Reading passage:
OPERATION: The T8 is not pre-lubricated, and may require in-line lubrication. Pump discharge rate can be  controlled  by limiting the volume and/or pressure of the air supply to  the pump (preferred method). An air regulator is used to regulate air pressure. A needle valve is used to regulate volume. Pump discharge rate can also be controlled by throttling the pump discharge by partially closing a valve in the discharge line of the pump. This action increases friction loss which reduces flow rate. (See Section 5.) This  is useful when the need exists to control the pump from a remote location. When the pump discharge pressure equals or exceeds the air supply  pressure, the pump will stop; no bypass or pressure relief valve is needed, and pump damage will not occur. The pump has reached a “dead- head” situation and can be restarted by reducing the fluid discharge pressure or increasing the air inlet pressure. The Wilden T8 pump runs solely on compressed air and does  not generate heat, therefore your process fluid temperature will not be affected.

 

MAINTENANCE AND INSPECTIONS: Since each application is unique, maintenance schedules  may be different for every pump. Frequency of use, line pressure, viscosity and abrasiveness of process fluid all affect the parts life of a Wilden pump. Periodic inspections have been found     to offer the best means for preventing unscheduled pump downtime. Personnel familiar with the pump’s construction and service should be informed of any abnormalities that  are detected during operation.

 

RECORDS: When service is required, a record should be made of all necessary repairs and replacements. Over a period of time, such records can become a valuable tool for predicting and preventing future maintenance problems and unscheduled downtime. In addition, accurate records make it possible to identify pumps that are poorly suited to their applications.

Stored rows:
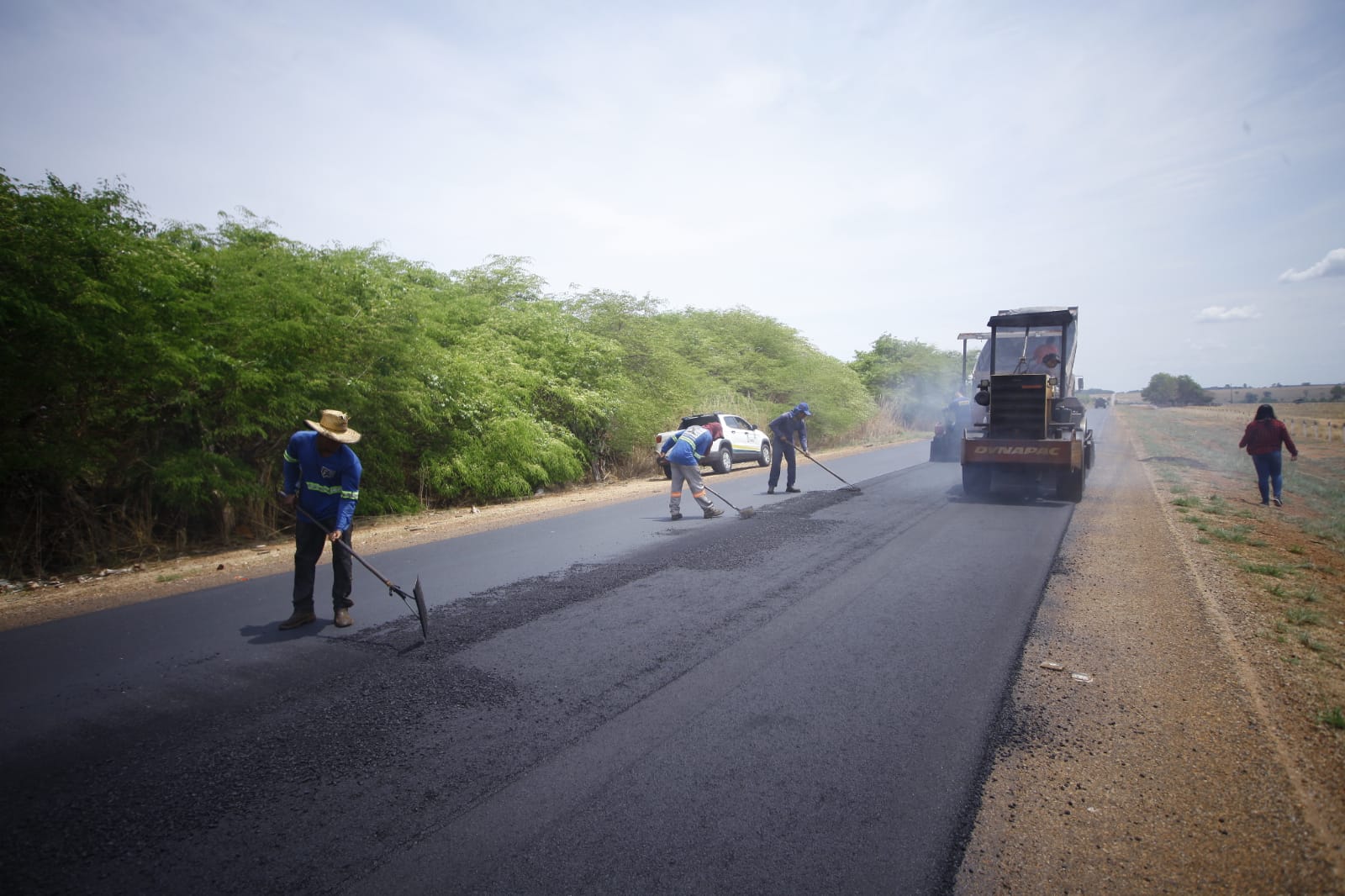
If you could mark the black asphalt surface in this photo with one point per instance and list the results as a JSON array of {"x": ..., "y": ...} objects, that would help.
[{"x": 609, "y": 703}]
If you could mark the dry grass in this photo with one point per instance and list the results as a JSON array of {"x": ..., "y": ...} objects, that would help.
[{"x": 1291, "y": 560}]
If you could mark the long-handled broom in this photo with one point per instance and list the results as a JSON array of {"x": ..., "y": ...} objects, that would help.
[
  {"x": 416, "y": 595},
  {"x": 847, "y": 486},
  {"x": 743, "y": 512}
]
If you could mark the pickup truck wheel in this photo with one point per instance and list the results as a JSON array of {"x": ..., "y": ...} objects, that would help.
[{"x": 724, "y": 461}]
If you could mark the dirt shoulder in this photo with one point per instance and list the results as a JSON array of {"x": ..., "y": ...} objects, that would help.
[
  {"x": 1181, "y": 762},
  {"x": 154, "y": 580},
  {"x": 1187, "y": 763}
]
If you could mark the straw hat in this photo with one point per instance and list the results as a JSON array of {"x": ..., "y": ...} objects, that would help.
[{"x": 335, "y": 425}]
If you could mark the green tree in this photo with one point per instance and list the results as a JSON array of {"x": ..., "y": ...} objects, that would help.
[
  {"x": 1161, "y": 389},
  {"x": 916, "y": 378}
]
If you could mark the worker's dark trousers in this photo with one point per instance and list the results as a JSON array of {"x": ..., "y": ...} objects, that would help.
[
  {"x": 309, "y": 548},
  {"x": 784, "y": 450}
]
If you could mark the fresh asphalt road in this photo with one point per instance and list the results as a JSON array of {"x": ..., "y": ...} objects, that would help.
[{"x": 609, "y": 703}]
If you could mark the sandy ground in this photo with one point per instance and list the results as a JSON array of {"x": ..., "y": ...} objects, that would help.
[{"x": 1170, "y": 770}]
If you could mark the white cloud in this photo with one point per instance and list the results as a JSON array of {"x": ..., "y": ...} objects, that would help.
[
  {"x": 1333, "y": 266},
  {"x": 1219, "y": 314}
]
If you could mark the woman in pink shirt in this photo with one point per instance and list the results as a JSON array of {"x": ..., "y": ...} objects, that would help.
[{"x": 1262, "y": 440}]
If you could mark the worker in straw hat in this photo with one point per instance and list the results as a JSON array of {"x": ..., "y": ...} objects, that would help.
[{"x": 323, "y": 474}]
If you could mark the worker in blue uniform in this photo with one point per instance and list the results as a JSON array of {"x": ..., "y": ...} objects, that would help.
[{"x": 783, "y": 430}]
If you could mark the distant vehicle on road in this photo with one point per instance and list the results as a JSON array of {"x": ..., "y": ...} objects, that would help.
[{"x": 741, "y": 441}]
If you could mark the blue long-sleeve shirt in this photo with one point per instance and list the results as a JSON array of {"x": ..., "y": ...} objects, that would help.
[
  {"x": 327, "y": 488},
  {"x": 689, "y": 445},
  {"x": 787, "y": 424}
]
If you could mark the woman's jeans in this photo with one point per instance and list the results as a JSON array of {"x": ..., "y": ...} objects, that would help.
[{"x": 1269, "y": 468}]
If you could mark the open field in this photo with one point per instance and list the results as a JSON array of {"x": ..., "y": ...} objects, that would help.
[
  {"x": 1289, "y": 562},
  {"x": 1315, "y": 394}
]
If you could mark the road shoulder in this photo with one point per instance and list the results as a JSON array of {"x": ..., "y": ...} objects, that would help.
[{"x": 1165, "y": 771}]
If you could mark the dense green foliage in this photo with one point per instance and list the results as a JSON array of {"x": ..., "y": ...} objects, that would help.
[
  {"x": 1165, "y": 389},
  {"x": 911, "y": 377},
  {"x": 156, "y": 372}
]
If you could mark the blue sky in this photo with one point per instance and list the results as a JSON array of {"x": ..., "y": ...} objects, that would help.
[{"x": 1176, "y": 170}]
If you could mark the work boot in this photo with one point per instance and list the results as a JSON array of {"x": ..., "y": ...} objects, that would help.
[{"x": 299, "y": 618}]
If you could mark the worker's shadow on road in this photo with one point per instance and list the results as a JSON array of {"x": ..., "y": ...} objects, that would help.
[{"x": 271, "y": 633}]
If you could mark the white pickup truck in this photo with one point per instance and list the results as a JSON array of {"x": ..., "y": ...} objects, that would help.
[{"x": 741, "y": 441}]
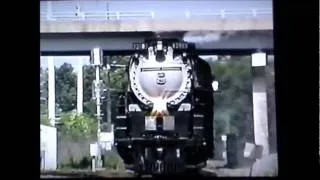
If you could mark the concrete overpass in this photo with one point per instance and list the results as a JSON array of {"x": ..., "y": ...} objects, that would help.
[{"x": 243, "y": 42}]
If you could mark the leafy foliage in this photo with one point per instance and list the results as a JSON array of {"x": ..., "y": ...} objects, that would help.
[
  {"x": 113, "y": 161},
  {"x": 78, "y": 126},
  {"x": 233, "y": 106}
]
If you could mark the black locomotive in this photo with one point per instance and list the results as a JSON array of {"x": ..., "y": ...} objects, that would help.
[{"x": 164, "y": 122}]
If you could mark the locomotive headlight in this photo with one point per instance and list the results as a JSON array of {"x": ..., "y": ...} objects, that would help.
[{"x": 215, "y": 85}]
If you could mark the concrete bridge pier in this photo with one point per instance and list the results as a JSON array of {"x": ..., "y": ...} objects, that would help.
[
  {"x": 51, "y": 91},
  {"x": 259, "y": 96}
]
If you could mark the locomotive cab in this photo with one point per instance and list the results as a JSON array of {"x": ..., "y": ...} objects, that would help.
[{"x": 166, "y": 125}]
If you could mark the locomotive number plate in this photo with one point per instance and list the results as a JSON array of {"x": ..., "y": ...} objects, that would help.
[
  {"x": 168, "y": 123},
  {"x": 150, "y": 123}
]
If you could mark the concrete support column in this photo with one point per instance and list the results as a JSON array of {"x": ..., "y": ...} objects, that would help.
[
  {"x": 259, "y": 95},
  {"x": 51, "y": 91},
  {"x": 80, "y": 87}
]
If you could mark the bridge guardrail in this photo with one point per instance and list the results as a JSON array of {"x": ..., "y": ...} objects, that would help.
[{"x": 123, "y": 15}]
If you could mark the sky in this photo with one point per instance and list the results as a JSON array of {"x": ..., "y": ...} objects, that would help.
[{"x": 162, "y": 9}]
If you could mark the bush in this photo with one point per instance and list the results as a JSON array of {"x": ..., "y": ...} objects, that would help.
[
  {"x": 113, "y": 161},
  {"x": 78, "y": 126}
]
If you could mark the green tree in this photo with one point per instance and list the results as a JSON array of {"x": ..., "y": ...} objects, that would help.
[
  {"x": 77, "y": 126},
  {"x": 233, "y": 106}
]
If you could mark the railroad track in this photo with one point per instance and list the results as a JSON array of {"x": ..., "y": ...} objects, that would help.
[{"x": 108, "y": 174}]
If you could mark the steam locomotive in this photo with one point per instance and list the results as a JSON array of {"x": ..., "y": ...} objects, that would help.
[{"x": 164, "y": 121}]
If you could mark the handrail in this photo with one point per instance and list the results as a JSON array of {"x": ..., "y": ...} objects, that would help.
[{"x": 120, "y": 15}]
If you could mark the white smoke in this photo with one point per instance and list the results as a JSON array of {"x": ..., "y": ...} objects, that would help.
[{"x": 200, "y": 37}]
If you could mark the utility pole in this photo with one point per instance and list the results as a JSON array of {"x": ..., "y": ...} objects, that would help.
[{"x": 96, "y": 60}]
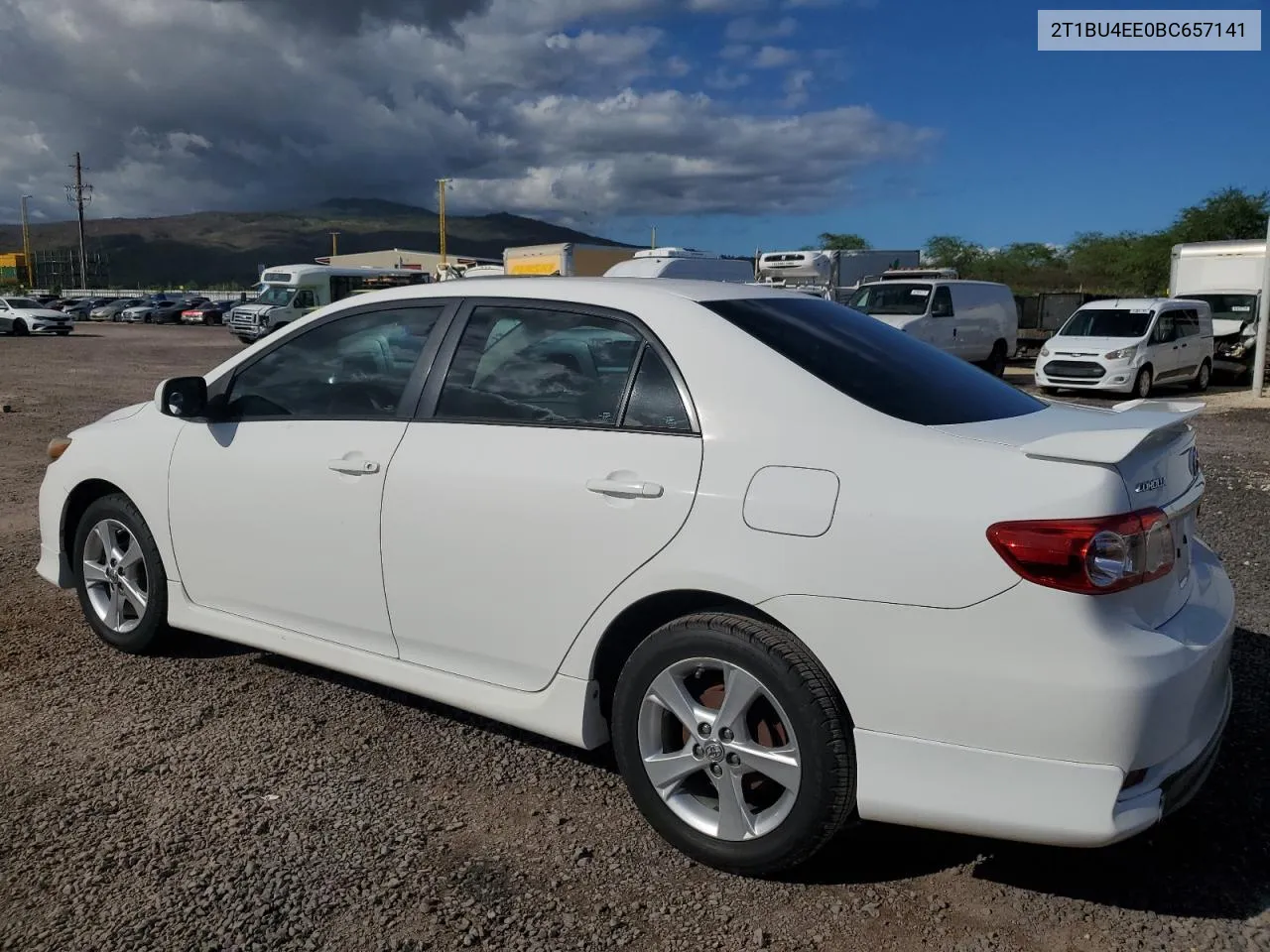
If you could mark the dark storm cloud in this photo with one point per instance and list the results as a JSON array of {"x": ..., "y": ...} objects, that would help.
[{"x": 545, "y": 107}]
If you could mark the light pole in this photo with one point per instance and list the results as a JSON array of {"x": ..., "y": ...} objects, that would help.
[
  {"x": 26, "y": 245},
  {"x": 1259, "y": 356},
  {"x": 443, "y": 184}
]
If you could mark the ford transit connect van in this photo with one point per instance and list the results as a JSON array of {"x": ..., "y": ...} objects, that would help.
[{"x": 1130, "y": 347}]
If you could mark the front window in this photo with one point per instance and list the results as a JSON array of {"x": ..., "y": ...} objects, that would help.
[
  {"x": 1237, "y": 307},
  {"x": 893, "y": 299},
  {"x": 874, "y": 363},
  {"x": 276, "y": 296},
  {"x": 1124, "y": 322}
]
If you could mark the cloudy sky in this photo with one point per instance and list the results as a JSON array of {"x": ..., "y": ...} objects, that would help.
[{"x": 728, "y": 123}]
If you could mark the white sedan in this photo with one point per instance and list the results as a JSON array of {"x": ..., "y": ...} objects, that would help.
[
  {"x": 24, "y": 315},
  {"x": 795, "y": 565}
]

What the task requires: Reproduce word for word the part of the T8 pump passage that begins at the words "RECORDS: When service" and stops after "to their applications.".

Response to the task:
RECORDS: When service is required, a record should be made of all necessary repairs and replacements. Over a period of time, such records can become a valuable tool for predicting and preventing future maintenance problems and unscheduled downtime. In addition, accurate records make it possible to identify pumps that are poorly suited to their applications.